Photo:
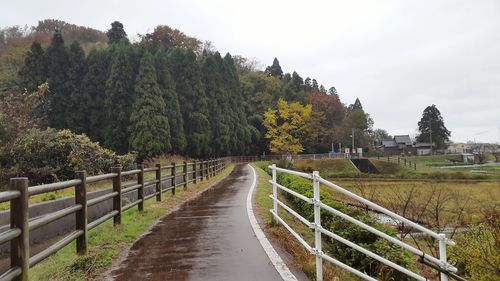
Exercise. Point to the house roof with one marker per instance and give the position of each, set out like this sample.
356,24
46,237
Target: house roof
422,144
403,139
389,143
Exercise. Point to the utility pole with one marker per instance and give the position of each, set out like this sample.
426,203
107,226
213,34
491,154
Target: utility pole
352,135
430,133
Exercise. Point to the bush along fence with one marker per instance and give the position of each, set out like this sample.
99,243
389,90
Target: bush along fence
347,233
401,161
167,178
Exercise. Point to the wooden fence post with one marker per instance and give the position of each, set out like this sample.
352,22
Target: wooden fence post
+-------+
WORK REQUEST:
Please return every line from the material above where the string "this" occurs.

REPLY TO THE TASK:
Exercise. Point to the house roof with one marker per instance and give the position of each, set out like this sample.
Exercise. Point to the utility pole with one marker per instance and give the position of each, set out like this sample.
Exercise. Point to the bush along fence with one marker per instance and give the position of each, set out like this sample.
Exercise. Point to the wooden fence post with one marker per instance and give the position of each, set out like this sample.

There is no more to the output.